=== Texte du document ===
On peut parfois critiquer l’essentialisme pour son manque de preuves empiriques ou son incapacité à expliquer le changement et la complexité. D’un autre côté, on peut critiquer l’attitude opérationnelle pour son manque de sens, de la « profondeur » ou de la réalité au-delà de ce qui est immédiatement observable. Dans le contexte, la fonction de décision et l’information, on pourrait dire que l’attitude opérationnelle nous aide à comprendre comment un organisme ou un système fait des choix et traite l’information, tandis que l’attitude essentialiste pourrait nous aider à comprendre ce que signifie « être » cet organisme ou ce système. Mais si l’essence d’une chose dépend en partie du point de vue d’observateurs et peut changer au cours du temps, cela soulève alors quelques questions sur le temps et l’information.

Ce que les modèles représentent, ce n’est pas la structure de l’environnement, mais son action, dans la mesure où elle affecte le système. Ils sont à la fois subjectifs, dans le sens où ils sont construits par le sujet pour ses propres besoins, et objectifs, dans le sens où ils sont naturellement sélectionnés par l’environnement : les modèles qui ne génèrent pas récursivement des prédictions adéquates sont susceptibles d’être éliminés par la suite.
=== Extrait de données ===
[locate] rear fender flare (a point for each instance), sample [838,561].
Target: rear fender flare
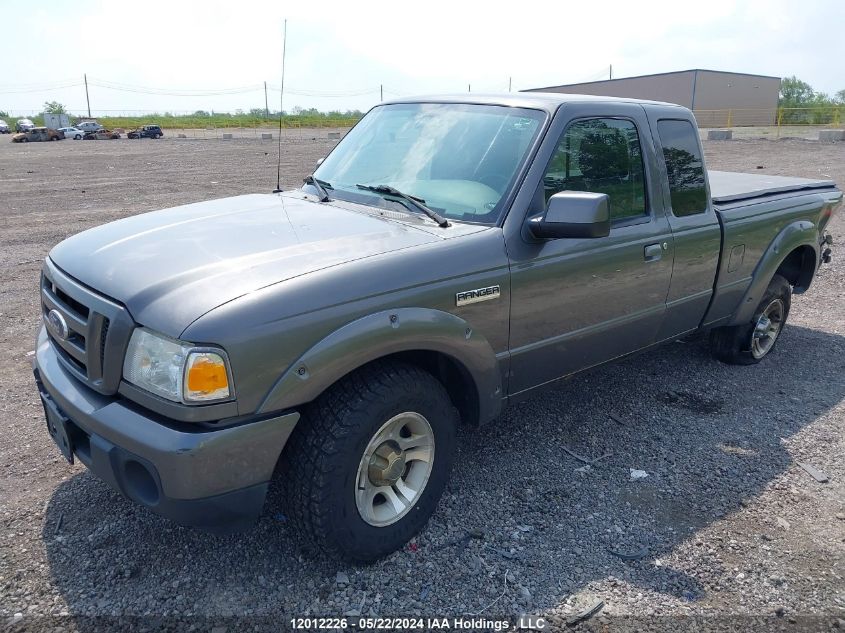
===
Recopiez intégralement le texte ci-dessus sur l'essentialisme et l'attitude opérationnelle, sans y modifier quoi que ce soit.

### Résultat
On peut parfois critiquer l’essentialisme pour son manque de preuves empiriques ou son incapacité à expliquer le changement et la complexité. D’un autre côté, on peut critiquer l’attitude opérationnelle pour son manque de sens, de la « profondeur » ou de la réalité au-delà de ce qui est immédiatement observable. Dans le contexte, la fonction de décision et l’information, on pourrait dire que l’attitude opérationnelle nous aide à comprendre comment un organisme ou un système fait des choix et traite l’information, tandis que l’attitude essentialiste pourrait nous aider à comprendre ce que signifie « être » cet organisme ou ce système. Mais si l’essence d’une chose dépend en partie du point de vue d’observateurs et peut changer au cours du temps, cela soulève alors quelques questions sur le temps et l’information.

Ce que les modèles représentent, ce n’est pas la structure de l’environnement, mais son action, dans la mesure où elle affecte le système. Ils sont à la fois subjectifs, dans le sens où ils sont construits par le sujet pour ses propres besoins, et objectifs, dans le sens où ils sont naturellement sélectionnés par l’environnement : les modèles qui ne génèrent pas récursivement des prédictions adéquates sont susceptibles d’être éliminés par la suite.